#### LISTED RECORDS:
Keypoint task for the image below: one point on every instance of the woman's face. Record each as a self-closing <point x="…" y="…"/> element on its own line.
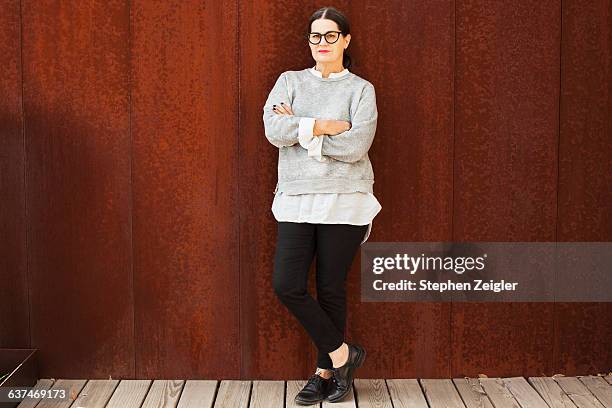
<point x="324" y="52"/>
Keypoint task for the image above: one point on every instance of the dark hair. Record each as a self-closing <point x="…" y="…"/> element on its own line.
<point x="332" y="13"/>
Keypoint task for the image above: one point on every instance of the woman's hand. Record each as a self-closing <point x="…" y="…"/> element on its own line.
<point x="322" y="126"/>
<point x="330" y="127"/>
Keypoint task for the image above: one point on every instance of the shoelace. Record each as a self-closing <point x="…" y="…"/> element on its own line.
<point x="314" y="378"/>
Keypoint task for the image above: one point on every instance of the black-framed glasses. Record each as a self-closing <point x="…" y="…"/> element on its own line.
<point x="330" y="37"/>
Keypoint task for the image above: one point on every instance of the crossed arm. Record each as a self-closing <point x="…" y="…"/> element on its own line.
<point x="283" y="128"/>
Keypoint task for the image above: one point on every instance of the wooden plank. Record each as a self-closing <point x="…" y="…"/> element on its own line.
<point x="524" y="393"/>
<point x="551" y="392"/>
<point x="96" y="393"/>
<point x="598" y="387"/>
<point x="72" y="387"/>
<point x="233" y="394"/>
<point x="293" y="387"/>
<point x="198" y="393"/>
<point x="163" y="393"/>
<point x="268" y="394"/>
<point x="129" y="393"/>
<point x="472" y="393"/>
<point x="440" y="392"/>
<point x="581" y="396"/>
<point x="498" y="393"/>
<point x="406" y="393"/>
<point x="41" y="384"/>
<point x="371" y="393"/>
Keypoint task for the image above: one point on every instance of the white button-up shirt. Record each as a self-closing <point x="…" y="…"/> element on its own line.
<point x="357" y="208"/>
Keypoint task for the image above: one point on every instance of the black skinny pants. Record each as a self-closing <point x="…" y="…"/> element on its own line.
<point x="335" y="246"/>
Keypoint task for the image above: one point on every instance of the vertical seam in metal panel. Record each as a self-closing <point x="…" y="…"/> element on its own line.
<point x="25" y="179"/>
<point x="454" y="68"/>
<point x="131" y="202"/>
<point x="238" y="70"/>
<point x="554" y="328"/>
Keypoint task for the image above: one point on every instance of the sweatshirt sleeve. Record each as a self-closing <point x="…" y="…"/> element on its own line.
<point x="352" y="145"/>
<point x="280" y="130"/>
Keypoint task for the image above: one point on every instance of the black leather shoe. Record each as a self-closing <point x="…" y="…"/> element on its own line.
<point x="342" y="377"/>
<point x="314" y="391"/>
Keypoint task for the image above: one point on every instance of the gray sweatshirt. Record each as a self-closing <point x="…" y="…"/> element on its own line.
<point x="346" y="166"/>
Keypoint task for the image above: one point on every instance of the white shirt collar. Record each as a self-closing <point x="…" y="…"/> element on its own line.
<point x="331" y="75"/>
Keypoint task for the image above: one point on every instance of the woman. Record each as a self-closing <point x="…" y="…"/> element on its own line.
<point x="323" y="120"/>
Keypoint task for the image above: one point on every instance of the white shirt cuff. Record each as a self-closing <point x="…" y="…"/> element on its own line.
<point x="307" y="140"/>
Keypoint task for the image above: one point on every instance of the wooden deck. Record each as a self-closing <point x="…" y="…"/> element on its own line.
<point x="532" y="392"/>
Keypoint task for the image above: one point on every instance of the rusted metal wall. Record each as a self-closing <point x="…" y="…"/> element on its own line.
<point x="138" y="181"/>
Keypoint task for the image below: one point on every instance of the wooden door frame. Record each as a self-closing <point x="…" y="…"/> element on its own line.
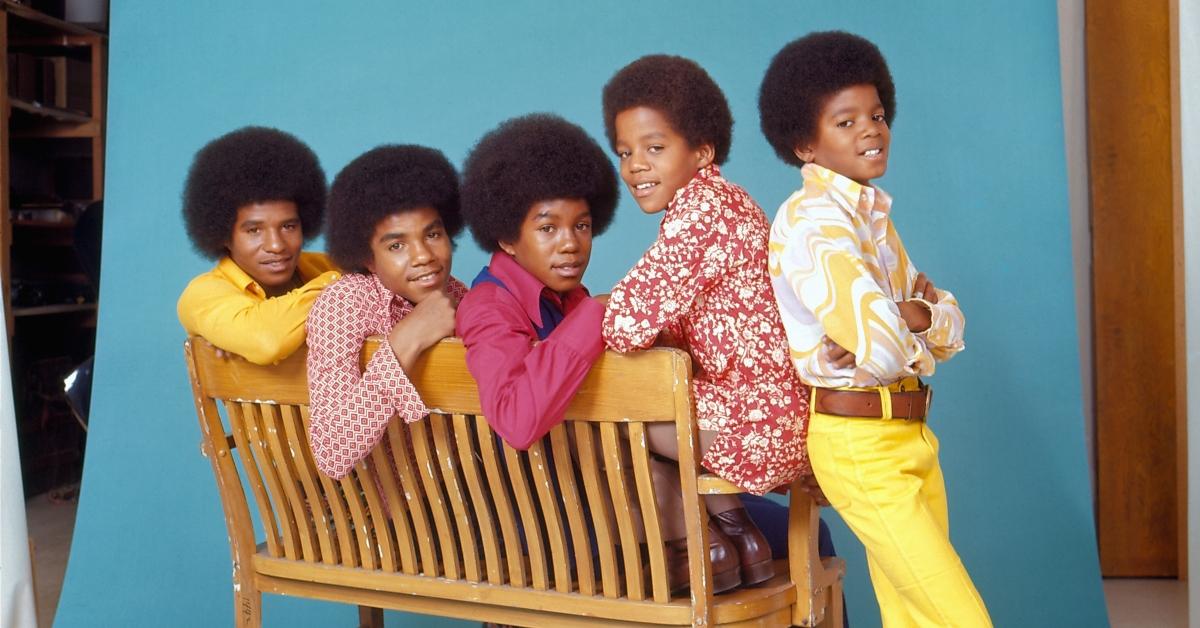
<point x="1135" y="173"/>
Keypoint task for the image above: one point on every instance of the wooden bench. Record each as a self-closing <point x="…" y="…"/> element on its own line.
<point x="463" y="526"/>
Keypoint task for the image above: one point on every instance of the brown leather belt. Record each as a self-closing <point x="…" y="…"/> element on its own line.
<point x="912" y="405"/>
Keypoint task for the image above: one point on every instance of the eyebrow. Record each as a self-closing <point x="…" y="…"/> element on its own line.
<point x="852" y="108"/>
<point x="393" y="235"/>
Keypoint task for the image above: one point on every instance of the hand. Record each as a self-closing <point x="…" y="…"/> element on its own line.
<point x="809" y="484"/>
<point x="916" y="316"/>
<point x="839" y="356"/>
<point x="430" y="321"/>
<point x="923" y="288"/>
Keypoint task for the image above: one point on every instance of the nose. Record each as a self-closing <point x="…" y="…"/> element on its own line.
<point x="569" y="241"/>
<point x="421" y="253"/>
<point x="636" y="161"/>
<point x="274" y="241"/>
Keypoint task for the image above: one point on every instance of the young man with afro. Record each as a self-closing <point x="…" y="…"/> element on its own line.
<point x="535" y="191"/>
<point x="393" y="215"/>
<point x="863" y="324"/>
<point x="252" y="198"/>
<point x="703" y="285"/>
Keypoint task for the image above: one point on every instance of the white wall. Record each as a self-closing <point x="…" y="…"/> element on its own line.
<point x="1189" y="137"/>
<point x="1074" y="118"/>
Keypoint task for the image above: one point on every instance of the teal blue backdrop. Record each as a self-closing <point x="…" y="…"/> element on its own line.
<point x="977" y="172"/>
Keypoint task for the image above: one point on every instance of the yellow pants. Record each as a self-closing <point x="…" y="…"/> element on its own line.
<point x="883" y="479"/>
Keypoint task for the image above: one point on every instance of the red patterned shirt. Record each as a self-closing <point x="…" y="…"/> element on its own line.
<point x="705" y="281"/>
<point x="351" y="408"/>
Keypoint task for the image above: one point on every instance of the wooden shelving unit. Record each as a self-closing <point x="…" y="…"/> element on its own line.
<point x="52" y="166"/>
<point x="37" y="125"/>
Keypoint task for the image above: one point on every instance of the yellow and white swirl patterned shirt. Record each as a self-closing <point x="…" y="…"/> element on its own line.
<point x="838" y="269"/>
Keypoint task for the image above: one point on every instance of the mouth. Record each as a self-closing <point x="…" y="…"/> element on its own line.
<point x="643" y="189"/>
<point x="277" y="265"/>
<point x="569" y="270"/>
<point x="427" y="279"/>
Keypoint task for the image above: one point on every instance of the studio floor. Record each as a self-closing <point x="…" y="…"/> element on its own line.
<point x="1133" y="603"/>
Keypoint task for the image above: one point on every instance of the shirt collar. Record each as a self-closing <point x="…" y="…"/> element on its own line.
<point x="851" y="193"/>
<point x="702" y="175"/>
<point x="526" y="287"/>
<point x="239" y="277"/>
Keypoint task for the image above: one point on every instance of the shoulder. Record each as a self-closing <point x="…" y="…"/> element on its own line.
<point x="315" y="263"/>
<point x="209" y="285"/>
<point x="456" y="288"/>
<point x="484" y="297"/>
<point x="353" y="291"/>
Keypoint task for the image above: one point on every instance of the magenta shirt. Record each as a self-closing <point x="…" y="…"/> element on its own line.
<point x="526" y="384"/>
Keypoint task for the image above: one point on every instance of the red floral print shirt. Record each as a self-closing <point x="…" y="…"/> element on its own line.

#### YOUR GOAL:
Copy all of the records above word for word, leaving out the pictures.

#### THE COMPLETED TASK:
Keypoint task for the image below: one point on every instance of the woman's face. Record each as a self-closing <point x="…" y="…"/> element on its own line.
<point x="324" y="52"/>
Keypoint task for the image above: one point on every instance of the dark hair. Record each as a self-closing <point x="…" y="…"/> element on its own line.
<point x="332" y="13"/>
Keypoint task for the image above: one point on every instance of the woman's hand. Record each as a self-closing <point x="…" y="…"/> element on its own line.
<point x="322" y="126"/>
<point x="330" y="127"/>
Keypoint task for the image above: one point on every instance of the shoelace. Record each as a self-closing <point x="…" y="…"/> element on its own line.
<point x="314" y="378"/>
Keypoint task for the image above: one point on every instance of the black-framed glasses. Record each as a self-closing <point x="…" y="…"/> element on its own line.
<point x="330" y="37"/>
Keypoint task for the image above: one point on every instance of the crossed arm. Record each as a self-closing <point x="…" y="…"/> element on its own line.
<point x="283" y="128"/>
Keypoint task for the image above: one point on every instance of the wooden plank. Record each as a self-closing <point x="…" y="…"/> element on its own line.
<point x="524" y="393"/>
<point x="551" y="392"/>
<point x="96" y="393"/>
<point x="598" y="387"/>
<point x="72" y="387"/>
<point x="233" y="394"/>
<point x="293" y="387"/>
<point x="198" y="393"/>
<point x="163" y="393"/>
<point x="268" y="394"/>
<point x="129" y="393"/>
<point x="472" y="393"/>
<point x="440" y="392"/>
<point x="581" y="396"/>
<point x="498" y="393"/>
<point x="406" y="393"/>
<point x="41" y="384"/>
<point x="371" y="393"/>
Keypoint task for the image above: one point on every instance of the white button-up shirt. Record each as a self-closing <point x="…" y="…"/> element on its own line.
<point x="357" y="208"/>
Keypoint task for the image above: one point on every instance of the black skinny pants. Record each as a self-closing <point x="…" y="…"/> element on its own line.
<point x="335" y="246"/>
Keypoint task for the image above: one point on every instance of the vertical seam in metal panel. Record each as a self-closing <point x="…" y="…"/> element on its own line.
<point x="25" y="179"/>
<point x="454" y="68"/>
<point x="131" y="202"/>
<point x="238" y="70"/>
<point x="554" y="328"/>
Keypoint task for the image above: one point on every instance of the sweatshirt sleeve. Record each as a self-closing <point x="…" y="…"/> element on its own line.
<point x="352" y="145"/>
<point x="280" y="130"/>
Keypoint task for the image above: one point on every instance of the black leather shoe. Record each as a self-closing <point x="…" y="…"/> element on its own line.
<point x="342" y="377"/>
<point x="314" y="391"/>
Keypoint task for the image above: one point on every instance of the gray sweatshirt. Record each as a self-closing <point x="…" y="…"/> element on its own line.
<point x="346" y="166"/>
Keypoint task for the image above: one point on every instance of the white shirt collar. Record each as a self-closing <point x="…" y="…"/> element on its own line.
<point x="331" y="75"/>
Keypoint task for the image above: one point on every instance of the woman. Record each as a self-closing <point x="…" y="…"/> element on its own line.
<point x="323" y="120"/>
Keypoint task for the image above: one point on every instance of the white shirt cuff. Record each as a self-closing <point x="…" y="…"/> element on its own line.
<point x="307" y="140"/>
Keypoint task for the image above: one point on every instance of the wooden deck. Record each as a self-closing <point x="…" y="…"/> element on its own line.
<point x="532" y="392"/>
Keypoint task for the image above: one point on every instance of the rusted metal wall. Record each as a self-closing <point x="…" y="…"/> element on its own line.
<point x="138" y="181"/>
Keypoint task for the image below: one point on every instance of the wooden door frame. Record each as a self-closing <point x="…" y="…"/> element on its own line.
<point x="1135" y="173"/>
Keypoint task for the image above: one point on every instance of the wooden bench. Record each as a self-closing <point x="…" y="…"/> element on its own line.
<point x="463" y="526"/>
Keypoint task for the image above: one point on every instance of the brown leather belt. Record each as a self-closing <point x="…" y="…"/> element on its own line.
<point x="912" y="405"/>
Keypoint task for the image above: one point on every instance of the eyebrow. Record each as a self-closing <point x="…" y="…"/> element on its own line.
<point x="852" y="108"/>
<point x="393" y="235"/>
Keypoint task for the image above: one point on every instance of the hand. Record each as a self-closing <point x="…" y="…"/> element on its own line.
<point x="809" y="484"/>
<point x="916" y="316"/>
<point x="839" y="356"/>
<point x="430" y="321"/>
<point x="923" y="288"/>
Keypoint task for the image above: one point on every instance of the nose. Record each as a self-closing <point x="…" y="…"/> element on its own line.
<point x="569" y="241"/>
<point x="421" y="253"/>
<point x="636" y="161"/>
<point x="274" y="241"/>
Keypoint task for the image above: one point on every instance of the young man with afro. Record each as a self-closing <point x="…" y="…"/> element on its own line.
<point x="535" y="191"/>
<point x="393" y="215"/>
<point x="863" y="324"/>
<point x="252" y="198"/>
<point x="703" y="285"/>
Keypoint task for the image above: one point on every instance of the white wall. Record each as a self-closing <point x="…" y="…"/> element on its own line.
<point x="1189" y="137"/>
<point x="1074" y="118"/>
Keypoint task for the image above: one point on every instance of the teal blue backdrop. Record each as a self-closing <point x="…" y="…"/> element on its own line.
<point x="977" y="172"/>
Keypoint task for the image above: one point on every instance of the yellow pants. Record each as a self-closing <point x="…" y="…"/> element on its own line.
<point x="883" y="479"/>
Keypoint task for the image above: one point on every instance of the red patterned shirt. Record each as a self-closing <point x="…" y="…"/> element on its own line.
<point x="705" y="281"/>
<point x="351" y="408"/>
Keypoint task for the image above: one point on every instance of the wooden shelving unit. Record each as a self-closing <point x="…" y="…"/> element on its own line.
<point x="52" y="166"/>
<point x="37" y="125"/>
Keypoint task for the image above: one point on every instance of the yellow and white swirl patterned shirt. Record each as a self-closing <point x="…" y="…"/> element on its own line.
<point x="838" y="269"/>
Keypoint task for the image above: one point on every instance of the mouth. Record each as a self-closing <point x="…" y="…"/> element on its own line.
<point x="643" y="189"/>
<point x="277" y="265"/>
<point x="569" y="270"/>
<point x="427" y="279"/>
Keypoint task for the image above: one point on every instance of the studio floor. Record each as a self-closing <point x="…" y="…"/> element on its own line.
<point x="1133" y="603"/>
Keypoint task for the image above: one point on every instance of the shirt collar. Record each as a self-closing <point x="…" y="…"/> element on its own line.
<point x="851" y="193"/>
<point x="702" y="175"/>
<point x="526" y="287"/>
<point x="239" y="277"/>
Keypoint task for the image above: one point on every instance of the shoulder. Record each as a self-closing <point x="…" y="…"/> element on its own line.
<point x="315" y="263"/>
<point x="209" y="285"/>
<point x="456" y="288"/>
<point x="484" y="297"/>
<point x="353" y="291"/>
Keypoint task for the image above: one point on every instance of the magenta shirt. Record each as a self-closing <point x="…" y="…"/> element on its own line.
<point x="526" y="384"/>
Keypoint task for the image above: one point on every instance of the red floral print shirt. Record each as a self-closing <point x="…" y="…"/> element on its own line.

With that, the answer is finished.